____ PAGE TEXT

= Foundation for Contemporary Art =

The Foundation for Contemporary Art (FCA) is a Ghanaian visual arts foundation that aims to create an active network of artists and provide a critical forum for the development of contemporary art in Ghana. Based on the name idea and respective function suggestion of photographer Eric Don-Arthur to Virginia Ryan in Accra, Ghana - the FCA was founded in 2004 by Professor Joe Nkrumah and Australian/Italian artist Virginia Ryan, along with Eric Don-Arthur and 12 other founding members. The FCA office is located in the W.E.B. DuBois Memorial Centre for Pan-African Culture in the Cantonments neighborhood of Accra.

==Membership==
The Foundation for Contemporary Art currently has circa 100 members — artists, critics, collectors, art enthusiasts — as well as an advisory board and an executive board. The Foundation for Contemporary Art Ghana actively recruits new members and welcomes all practising artists and people interested in contemporary arts.

________

REQUEST 1
According to the article on the Foundation for Contemporary Art, in which building is the FCA office located?
The article on the Foundation for Contemporary Art and the entries after it are unrelated material.

____ INPUT DATA

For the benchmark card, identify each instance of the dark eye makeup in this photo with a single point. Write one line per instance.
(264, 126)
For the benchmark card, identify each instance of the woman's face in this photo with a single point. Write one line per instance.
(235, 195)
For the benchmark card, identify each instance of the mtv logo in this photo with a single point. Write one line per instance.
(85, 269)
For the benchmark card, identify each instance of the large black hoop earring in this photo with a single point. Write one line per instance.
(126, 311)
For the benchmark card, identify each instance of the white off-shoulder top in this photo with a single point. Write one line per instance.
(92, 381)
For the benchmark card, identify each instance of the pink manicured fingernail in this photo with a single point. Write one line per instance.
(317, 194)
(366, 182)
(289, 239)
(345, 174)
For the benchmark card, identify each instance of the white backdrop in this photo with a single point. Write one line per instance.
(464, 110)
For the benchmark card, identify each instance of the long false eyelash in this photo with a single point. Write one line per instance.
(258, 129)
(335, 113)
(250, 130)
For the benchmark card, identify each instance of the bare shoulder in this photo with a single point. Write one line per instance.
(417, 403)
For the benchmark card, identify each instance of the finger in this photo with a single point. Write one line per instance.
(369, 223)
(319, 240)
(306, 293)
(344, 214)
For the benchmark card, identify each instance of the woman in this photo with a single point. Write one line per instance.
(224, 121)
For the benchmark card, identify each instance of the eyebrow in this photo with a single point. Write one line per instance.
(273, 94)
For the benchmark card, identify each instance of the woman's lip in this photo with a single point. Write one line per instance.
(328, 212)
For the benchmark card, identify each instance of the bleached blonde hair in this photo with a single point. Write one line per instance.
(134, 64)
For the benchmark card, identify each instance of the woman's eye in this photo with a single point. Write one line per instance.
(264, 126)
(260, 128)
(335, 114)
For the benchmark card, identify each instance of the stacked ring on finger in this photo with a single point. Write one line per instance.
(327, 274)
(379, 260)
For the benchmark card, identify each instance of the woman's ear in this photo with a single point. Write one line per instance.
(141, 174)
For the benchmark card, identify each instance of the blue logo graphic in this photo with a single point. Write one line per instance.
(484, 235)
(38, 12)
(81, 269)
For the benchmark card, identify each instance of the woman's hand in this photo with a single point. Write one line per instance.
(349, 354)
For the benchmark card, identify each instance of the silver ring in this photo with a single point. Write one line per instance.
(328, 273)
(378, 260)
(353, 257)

________

REQUEST 2
Filter the entries, keeping every line that contains the word "logo".

FULL ANSWER 1
The W.E.B. DuBois Memorial Centre for Pan-African Culture, in the Cantonments neighborhood of Accra.

FULL ANSWER 2
For the benchmark card, identify each instance of the mtv logo in this photo with a single point. Write one line per instance.
For the benchmark card, identify each instance of the blue logo graphic in this photo with a single point. Write one line per instance.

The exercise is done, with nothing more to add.